• _Ketentuan Tugas_
Menurut teks tentang pokok-pokok manhaj Salaf, dari sumber apa saja mereka mengambil keyakinan?

• _Teks Sumber_
--- --- ---
Pokok-Pokok Manhaj Salaf
Dalam Masalah Aqidah/Keyakinan.

  1. Dalam masalah pengambilan I’tiqad (keyakinan) mereka membatasi pengambilan hanya dari Kitabullah (Al Qur’an) dan Sunnah hadits) Rasulullah.
  2. Mereka berhujjah dalam maslah aqidah dengan hadits-hadits shahih, dan mereka tidak membedakan antara hadits Mutawatir (periwayat haditsnya banyak), dengan hadits ahad (periwayat haditsnya hanya satu). Dan hadits-hadits yang terdapat dalam kitab-kitab mereka, dimana hadits-hadits tersebut terdapat pembicaraan tentang kesahihannya, tidaklah mereka cantumkan (dalam kitab-kitab mereka) untuk menetapkan pokok-pokok atau dasar-dasar, akan tetapi hanyalah untuk memperlihatkannya sebagaimana mereka tulis hadits-hadits itu dengan sanad-sanadnya.
--- --- ---
Entri kontur berlabel
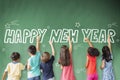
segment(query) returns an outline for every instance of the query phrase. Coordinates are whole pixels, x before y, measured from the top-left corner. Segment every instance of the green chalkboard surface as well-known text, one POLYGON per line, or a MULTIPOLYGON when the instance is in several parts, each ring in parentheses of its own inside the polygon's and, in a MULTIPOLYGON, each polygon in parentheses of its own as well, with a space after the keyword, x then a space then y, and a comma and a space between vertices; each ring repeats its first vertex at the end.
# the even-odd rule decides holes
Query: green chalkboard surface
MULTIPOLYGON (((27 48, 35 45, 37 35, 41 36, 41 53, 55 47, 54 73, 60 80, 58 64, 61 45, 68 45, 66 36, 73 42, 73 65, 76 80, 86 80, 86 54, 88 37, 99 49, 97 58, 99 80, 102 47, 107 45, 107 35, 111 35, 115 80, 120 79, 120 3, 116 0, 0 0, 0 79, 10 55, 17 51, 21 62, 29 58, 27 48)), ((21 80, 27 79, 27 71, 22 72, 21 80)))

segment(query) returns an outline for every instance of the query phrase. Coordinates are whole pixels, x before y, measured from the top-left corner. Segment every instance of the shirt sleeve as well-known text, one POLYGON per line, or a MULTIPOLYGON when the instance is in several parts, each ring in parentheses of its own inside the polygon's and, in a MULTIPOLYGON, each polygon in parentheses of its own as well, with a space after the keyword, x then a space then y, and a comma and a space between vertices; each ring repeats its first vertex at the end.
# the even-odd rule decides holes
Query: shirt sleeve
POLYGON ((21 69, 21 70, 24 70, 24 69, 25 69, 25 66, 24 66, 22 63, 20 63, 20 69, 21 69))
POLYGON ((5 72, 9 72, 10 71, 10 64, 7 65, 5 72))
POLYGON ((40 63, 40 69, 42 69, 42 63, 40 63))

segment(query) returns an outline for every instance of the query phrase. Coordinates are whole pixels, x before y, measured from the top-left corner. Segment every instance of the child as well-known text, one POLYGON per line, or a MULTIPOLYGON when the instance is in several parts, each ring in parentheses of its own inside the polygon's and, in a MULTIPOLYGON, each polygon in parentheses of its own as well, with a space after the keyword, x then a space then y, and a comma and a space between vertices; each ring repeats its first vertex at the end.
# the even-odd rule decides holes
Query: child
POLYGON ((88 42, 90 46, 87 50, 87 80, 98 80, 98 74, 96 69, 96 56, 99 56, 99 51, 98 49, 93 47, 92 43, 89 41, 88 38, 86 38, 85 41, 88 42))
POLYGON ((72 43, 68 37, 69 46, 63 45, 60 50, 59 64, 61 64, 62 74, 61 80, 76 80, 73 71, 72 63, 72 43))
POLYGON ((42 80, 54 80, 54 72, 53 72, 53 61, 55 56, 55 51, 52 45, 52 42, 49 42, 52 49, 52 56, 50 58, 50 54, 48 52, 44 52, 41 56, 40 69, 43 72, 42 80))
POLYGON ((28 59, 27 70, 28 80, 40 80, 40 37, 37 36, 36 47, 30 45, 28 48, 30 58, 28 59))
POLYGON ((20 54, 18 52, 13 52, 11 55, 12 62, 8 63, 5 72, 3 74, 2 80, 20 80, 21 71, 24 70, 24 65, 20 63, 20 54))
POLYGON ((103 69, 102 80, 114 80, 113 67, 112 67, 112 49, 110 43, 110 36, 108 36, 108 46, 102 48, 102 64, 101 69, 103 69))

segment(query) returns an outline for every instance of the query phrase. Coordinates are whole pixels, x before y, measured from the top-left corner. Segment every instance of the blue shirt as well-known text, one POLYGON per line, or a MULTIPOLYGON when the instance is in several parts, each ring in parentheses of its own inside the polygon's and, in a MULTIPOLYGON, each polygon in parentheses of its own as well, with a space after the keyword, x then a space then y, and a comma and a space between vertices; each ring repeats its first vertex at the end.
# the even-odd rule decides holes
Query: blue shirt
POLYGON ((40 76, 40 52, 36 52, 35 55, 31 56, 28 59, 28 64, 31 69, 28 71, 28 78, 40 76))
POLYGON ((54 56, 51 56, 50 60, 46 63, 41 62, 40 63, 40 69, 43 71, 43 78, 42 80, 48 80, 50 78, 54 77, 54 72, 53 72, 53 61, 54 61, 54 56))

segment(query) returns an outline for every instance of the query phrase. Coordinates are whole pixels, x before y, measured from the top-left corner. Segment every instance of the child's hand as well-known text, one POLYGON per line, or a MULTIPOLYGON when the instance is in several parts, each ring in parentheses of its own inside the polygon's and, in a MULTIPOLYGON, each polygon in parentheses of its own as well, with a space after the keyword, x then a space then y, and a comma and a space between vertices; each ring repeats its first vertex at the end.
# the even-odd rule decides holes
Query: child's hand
--- --- ---
• _Hasil Tugas_
Hanya dari Kitabullah (Al Qur’an) dan Sunnah Rasulullah.